(Point-per-instance localization data)
- - - - -

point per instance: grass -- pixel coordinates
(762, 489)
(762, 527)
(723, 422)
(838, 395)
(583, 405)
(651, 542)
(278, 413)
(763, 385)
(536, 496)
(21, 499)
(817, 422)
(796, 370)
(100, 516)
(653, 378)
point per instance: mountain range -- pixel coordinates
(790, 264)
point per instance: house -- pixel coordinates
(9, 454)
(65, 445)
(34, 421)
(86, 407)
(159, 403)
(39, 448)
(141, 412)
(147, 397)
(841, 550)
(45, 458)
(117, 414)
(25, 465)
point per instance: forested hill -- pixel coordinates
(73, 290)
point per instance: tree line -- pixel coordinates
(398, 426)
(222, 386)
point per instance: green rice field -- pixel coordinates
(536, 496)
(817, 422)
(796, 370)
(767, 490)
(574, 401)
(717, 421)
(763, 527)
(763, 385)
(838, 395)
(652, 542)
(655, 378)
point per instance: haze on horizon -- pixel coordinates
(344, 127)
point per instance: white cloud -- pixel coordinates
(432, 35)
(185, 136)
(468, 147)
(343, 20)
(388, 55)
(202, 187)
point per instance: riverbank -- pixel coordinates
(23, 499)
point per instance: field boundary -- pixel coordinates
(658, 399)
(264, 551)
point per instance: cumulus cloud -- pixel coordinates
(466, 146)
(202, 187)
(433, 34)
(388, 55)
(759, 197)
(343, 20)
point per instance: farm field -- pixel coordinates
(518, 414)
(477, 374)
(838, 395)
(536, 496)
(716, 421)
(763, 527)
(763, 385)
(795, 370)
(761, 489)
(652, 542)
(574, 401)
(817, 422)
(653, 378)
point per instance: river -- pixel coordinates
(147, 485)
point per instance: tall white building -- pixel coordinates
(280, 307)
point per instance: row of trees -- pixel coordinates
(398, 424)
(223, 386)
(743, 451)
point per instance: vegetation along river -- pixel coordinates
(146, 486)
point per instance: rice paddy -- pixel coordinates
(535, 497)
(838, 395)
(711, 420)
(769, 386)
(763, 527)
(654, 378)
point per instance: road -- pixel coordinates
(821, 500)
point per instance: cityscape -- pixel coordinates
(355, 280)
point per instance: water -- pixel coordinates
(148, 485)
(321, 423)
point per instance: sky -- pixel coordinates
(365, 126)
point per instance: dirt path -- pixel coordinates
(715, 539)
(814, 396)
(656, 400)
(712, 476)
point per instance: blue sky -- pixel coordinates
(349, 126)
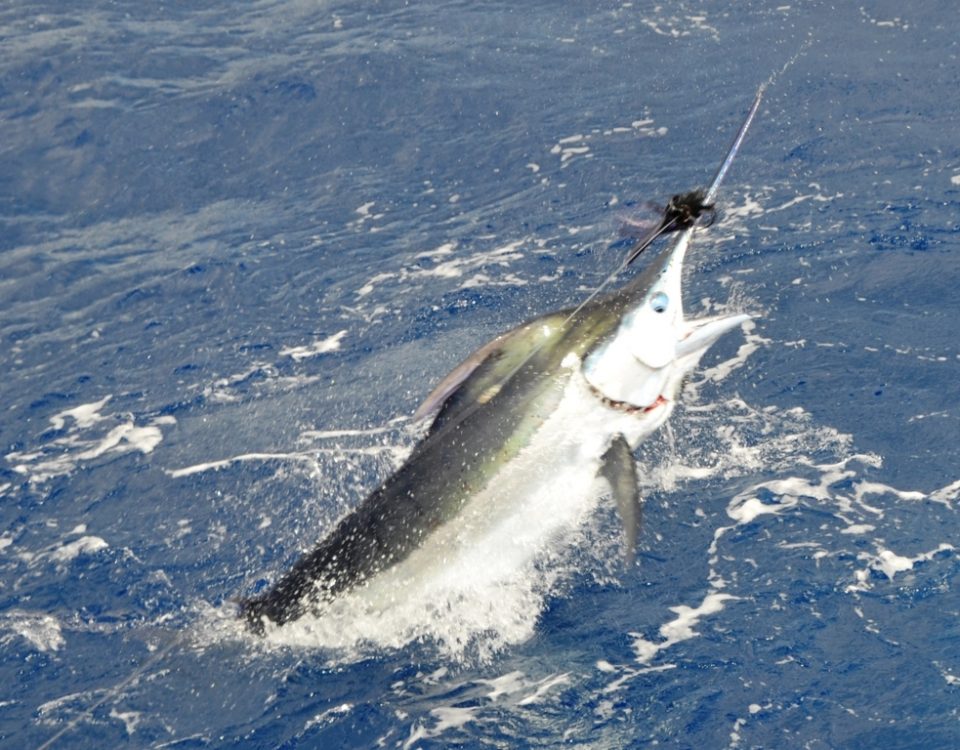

- - - - -

Print the lines from the one that contains "point per instance: sky -- pixel coordinates" through the last line of the data, exactly and in full, and no other lines. Pictures are not part of the copy.

point per instance: sky -- pixel coordinates
(365, 126)
point per instance: dirt path -- pixel coordinates
(715, 539)
(814, 396)
(656, 400)
(712, 476)
point per instance: blue sky -- pixel coordinates
(349, 126)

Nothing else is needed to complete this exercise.